*WRITTEN PROBLEM A*
Express the records, from their first line through the line containing "point(1216, 577)", as a JSON list of strings with one string per line and blank lines left out.

--- BEGIN DOCUMENT SEGMENT ---

Academic journal article Journal of Applied Research in the Community College

Who Are Our Students? Cluster Analysis as a Tool for Understanding Community College Student Populations

Academic journal article Journal of Applied Research in the Community College

Who Are Our Students? Cluster Analysis as a Tool for Understanding Community College Student Populations

Article excerpt

This study showcases cluster analysis as a useful tool for those who seek to understand the types of students their community colleges serve. Although educational goal, academic program, and demographics are often used as descriptive variables, it is unclear which, if any, of these are the best way to classify community college students. Cluster analyses at two points in time each identified nine distinct clusters in our data. These clusters had a 67% overlap, indicating method validity and consistency over time. The differences between the two years could be due to differences in enrollment over time, but are likely a result of changes in questions asked of the students from year one to year two. The results of this study suggest the utility of cluster analysis as a way for stakeholders to describe and classify their students. Furthermore, once established, cluster membership can be used to predict later success, usage of student services, and other important outcomes. When administrators understand these differences among students, they can better serve all groups of students and identify ways to market to them and address their unique needs.

Introduction

As with other postsecondary institutions, comprehensive community colleges must develop systematic ways to better understand and serve an increasingly diversified student population. Washtenaw Community College (WCC) serves such a student body, with students coming from various backgrounds and pursuing a wide range of academic goals. A better understanding of this complex student body can help inform program planning, policy, and student services initiatives. For a college to effectively develop and market services to students, it is essential to have a portrait of the student body.

--- END DOCUMENT SEGMENT ---
--- BEGIN EXCERPTED RECORDS ---

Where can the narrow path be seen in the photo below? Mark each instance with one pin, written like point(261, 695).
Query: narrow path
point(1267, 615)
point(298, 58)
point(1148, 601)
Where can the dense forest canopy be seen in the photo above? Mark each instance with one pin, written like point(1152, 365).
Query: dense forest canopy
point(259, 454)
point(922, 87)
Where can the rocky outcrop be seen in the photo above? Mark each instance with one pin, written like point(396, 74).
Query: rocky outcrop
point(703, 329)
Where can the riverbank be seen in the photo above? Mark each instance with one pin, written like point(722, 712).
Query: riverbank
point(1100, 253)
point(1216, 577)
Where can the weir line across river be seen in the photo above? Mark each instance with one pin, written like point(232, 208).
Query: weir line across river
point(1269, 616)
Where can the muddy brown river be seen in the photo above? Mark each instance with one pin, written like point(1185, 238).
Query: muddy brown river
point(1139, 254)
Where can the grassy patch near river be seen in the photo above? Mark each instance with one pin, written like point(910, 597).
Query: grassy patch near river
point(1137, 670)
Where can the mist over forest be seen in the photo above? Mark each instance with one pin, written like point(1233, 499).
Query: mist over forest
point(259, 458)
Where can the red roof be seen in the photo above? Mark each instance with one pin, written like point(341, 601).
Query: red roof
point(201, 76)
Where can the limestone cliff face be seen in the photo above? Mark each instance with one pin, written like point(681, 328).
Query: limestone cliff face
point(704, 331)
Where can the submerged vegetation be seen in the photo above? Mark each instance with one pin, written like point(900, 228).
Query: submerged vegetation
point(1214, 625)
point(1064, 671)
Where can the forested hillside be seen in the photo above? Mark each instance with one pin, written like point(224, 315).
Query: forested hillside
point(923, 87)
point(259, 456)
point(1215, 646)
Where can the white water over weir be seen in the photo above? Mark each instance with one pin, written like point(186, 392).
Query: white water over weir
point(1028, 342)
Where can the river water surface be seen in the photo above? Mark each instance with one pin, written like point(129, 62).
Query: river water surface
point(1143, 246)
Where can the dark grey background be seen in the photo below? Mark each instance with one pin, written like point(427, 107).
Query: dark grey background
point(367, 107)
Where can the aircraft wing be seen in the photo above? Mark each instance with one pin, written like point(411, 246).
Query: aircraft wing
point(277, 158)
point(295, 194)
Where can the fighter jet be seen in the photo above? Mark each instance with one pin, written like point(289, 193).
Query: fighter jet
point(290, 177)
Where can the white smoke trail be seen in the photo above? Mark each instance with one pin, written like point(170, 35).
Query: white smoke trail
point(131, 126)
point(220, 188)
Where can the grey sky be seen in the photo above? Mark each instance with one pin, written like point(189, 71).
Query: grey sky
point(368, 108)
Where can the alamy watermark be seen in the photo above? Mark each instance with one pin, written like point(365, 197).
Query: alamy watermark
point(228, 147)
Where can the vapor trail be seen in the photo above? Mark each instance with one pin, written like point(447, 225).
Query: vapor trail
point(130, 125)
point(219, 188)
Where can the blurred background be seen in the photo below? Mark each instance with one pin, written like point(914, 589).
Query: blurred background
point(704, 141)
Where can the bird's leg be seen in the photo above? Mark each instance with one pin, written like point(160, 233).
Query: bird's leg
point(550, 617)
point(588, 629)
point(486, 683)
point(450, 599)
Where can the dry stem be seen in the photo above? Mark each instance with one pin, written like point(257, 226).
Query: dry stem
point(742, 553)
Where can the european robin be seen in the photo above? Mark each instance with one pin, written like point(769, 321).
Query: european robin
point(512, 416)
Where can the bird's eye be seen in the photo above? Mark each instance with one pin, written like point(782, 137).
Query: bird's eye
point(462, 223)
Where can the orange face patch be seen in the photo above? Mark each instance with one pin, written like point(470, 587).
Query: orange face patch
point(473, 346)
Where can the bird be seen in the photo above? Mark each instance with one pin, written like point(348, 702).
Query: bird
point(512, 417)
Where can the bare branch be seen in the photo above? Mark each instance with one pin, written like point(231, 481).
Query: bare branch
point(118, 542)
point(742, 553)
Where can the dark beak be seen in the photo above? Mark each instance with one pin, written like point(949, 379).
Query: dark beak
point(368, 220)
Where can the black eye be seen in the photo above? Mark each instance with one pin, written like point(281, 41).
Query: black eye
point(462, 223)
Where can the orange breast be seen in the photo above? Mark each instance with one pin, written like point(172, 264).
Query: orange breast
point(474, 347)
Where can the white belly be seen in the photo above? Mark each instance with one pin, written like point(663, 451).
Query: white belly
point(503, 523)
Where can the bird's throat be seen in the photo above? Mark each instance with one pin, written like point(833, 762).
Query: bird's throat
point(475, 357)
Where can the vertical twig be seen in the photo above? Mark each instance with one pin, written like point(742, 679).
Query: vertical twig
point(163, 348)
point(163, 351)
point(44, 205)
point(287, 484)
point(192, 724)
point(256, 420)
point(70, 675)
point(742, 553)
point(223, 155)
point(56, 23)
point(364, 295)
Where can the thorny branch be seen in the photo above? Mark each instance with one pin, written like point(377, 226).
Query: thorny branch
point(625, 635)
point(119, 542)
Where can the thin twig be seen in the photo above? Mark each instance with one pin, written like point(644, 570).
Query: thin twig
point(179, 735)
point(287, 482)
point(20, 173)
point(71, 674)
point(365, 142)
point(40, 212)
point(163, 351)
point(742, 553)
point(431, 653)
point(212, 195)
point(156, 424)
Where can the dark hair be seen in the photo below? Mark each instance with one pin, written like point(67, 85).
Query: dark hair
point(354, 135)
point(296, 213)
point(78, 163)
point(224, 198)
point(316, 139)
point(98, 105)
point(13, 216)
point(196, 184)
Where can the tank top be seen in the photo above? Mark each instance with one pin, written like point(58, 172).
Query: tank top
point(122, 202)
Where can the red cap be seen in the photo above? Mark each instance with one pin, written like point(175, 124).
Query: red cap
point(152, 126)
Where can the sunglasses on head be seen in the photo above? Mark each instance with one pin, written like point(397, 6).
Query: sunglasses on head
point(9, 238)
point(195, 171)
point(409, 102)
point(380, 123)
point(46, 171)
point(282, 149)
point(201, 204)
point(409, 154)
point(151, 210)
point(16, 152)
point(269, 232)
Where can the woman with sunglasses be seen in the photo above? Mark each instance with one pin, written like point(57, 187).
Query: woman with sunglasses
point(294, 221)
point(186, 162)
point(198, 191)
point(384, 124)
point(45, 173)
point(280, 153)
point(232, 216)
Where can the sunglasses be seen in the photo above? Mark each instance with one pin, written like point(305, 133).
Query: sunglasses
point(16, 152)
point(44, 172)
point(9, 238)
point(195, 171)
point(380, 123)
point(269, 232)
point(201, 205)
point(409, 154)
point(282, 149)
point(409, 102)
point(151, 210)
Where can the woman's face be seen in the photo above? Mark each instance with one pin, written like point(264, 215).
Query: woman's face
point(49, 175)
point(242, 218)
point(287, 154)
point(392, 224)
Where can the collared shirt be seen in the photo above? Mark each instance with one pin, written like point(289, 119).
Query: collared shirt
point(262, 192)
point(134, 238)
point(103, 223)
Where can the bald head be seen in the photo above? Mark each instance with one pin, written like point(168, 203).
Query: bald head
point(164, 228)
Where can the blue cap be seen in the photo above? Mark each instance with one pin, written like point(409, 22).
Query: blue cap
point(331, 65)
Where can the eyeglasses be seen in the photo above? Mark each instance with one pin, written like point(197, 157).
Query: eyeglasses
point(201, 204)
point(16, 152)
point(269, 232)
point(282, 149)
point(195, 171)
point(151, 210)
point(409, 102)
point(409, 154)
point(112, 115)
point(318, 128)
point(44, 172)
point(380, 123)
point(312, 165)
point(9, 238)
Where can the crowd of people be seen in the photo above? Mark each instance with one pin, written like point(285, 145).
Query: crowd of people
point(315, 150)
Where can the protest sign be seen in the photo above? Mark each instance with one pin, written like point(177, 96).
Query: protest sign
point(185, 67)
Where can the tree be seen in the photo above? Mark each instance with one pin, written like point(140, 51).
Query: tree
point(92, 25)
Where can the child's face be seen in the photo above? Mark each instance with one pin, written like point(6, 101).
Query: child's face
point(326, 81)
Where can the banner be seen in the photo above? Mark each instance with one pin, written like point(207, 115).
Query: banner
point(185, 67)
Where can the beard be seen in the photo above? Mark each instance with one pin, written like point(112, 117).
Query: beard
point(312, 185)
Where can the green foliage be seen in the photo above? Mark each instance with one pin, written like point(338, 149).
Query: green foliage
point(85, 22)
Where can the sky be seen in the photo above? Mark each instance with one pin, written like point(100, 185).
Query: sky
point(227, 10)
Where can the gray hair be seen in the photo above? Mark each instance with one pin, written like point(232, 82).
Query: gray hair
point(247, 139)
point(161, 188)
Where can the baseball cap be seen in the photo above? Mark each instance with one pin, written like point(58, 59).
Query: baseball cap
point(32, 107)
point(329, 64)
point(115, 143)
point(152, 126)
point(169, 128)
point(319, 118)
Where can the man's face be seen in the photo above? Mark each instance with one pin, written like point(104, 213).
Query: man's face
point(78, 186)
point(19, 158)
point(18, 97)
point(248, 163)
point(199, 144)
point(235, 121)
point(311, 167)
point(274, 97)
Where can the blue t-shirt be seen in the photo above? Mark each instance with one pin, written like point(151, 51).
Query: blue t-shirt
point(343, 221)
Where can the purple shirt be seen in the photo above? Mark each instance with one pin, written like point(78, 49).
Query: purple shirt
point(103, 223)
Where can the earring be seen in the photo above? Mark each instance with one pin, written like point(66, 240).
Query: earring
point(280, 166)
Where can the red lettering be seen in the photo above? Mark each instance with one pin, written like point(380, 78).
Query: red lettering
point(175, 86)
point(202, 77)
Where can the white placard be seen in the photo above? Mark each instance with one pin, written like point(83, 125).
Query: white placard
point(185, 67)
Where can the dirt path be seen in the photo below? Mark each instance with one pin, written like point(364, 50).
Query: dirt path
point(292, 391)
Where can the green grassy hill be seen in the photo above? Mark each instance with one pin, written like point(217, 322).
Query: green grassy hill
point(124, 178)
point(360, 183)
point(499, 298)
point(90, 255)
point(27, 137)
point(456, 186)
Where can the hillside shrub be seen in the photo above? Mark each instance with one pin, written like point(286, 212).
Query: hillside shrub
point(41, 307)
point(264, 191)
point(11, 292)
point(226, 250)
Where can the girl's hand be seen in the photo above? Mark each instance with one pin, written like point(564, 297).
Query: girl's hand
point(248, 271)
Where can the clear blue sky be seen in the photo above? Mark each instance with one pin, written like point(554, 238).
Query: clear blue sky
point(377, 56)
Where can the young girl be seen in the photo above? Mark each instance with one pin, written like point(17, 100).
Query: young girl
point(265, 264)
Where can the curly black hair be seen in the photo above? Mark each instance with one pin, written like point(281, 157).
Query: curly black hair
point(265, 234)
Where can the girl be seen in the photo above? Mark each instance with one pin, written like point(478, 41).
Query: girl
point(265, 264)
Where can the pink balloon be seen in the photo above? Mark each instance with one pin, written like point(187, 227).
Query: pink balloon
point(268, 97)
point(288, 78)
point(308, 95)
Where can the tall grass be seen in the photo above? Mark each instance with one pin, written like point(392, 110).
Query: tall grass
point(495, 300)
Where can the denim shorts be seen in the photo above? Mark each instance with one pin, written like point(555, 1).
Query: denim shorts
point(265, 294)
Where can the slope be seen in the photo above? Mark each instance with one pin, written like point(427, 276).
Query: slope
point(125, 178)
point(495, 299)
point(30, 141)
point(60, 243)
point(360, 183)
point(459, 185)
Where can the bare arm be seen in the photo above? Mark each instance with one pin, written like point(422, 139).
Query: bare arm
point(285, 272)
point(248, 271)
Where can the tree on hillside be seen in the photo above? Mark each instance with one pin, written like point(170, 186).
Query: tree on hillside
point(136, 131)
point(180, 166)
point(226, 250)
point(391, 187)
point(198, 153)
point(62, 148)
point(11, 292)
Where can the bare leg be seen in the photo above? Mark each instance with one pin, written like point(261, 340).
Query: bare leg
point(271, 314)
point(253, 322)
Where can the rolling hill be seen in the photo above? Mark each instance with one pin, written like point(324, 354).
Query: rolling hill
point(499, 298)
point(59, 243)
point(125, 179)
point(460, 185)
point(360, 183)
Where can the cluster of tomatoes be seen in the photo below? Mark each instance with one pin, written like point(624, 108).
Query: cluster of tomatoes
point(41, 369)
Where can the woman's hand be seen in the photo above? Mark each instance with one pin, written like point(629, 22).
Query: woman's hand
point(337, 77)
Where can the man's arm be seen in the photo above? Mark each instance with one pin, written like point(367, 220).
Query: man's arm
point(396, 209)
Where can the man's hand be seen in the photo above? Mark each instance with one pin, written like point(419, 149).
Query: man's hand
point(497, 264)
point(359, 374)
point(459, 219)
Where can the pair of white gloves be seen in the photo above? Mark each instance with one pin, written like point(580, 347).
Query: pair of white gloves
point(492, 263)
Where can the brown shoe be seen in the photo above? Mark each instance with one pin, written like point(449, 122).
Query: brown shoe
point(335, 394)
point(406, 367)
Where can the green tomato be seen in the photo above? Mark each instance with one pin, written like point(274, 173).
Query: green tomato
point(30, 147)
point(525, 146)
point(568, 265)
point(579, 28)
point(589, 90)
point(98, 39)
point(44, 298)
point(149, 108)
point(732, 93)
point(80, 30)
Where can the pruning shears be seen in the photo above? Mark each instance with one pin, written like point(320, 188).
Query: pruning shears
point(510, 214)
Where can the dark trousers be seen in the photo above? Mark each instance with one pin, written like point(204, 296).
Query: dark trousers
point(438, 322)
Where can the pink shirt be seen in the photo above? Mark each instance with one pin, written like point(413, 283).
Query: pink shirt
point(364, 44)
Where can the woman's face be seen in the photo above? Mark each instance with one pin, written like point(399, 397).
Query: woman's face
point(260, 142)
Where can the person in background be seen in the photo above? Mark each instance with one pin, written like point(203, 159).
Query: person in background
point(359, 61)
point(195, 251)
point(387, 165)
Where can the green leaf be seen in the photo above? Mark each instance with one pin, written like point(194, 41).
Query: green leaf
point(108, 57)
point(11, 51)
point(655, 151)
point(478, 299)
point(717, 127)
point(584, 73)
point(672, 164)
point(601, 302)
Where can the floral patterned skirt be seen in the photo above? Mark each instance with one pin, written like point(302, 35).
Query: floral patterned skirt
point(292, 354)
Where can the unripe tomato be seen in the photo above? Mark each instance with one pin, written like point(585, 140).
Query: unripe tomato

--- END EXCERPTED RECORDS ---

*WRITTEN PROBLEM B*
From the article on community college students, write out the part that opens with the words containing "As with other" and closes with "the student body.".

*COMPLETE ANSWER A*
[
  "Where can the narrow path be seen in the photo below? Mark each instance with one pin, written like point(261, 695).",
  "Query: narrow path",
  "point(1267, 615)",
  "point(298, 58)",
  "point(1148, 601)",
  "Where can the dense forest canopy be seen in the photo above? Mark each instance with one pin, written like point(1152, 365).",
  "Query: dense forest canopy",
  "point(259, 454)",
  "point(922, 87)",
  "Where can the rocky outcrop be seen in the photo above? Mark each instance with one pin, written like point(396, 74).",
  "Query: rocky outcrop",
  "point(703, 329)",
  "Where can the riverbank be seen in the photo above? Mark each instance with one pin, written like point(722, 712).",
  "Query: riverbank",
  "point(1100, 253)",
  "point(1216, 577)"
]

*COMPLETE ANSWER B*
As with other postsecondary institutions, comprehensive community colleges must develop systematic ways to better understand and serve an increasingly diversified student population. Washtenaw Community College (WCC) serves such a student body, with students coming from various backgrounds and pursuing a wide range of academic goals. A better understanding of this complex student body can help inform program planning, policy, and student services initiatives. For a college to effectively develop and market services to students, it is essential to have a portrait of the student body.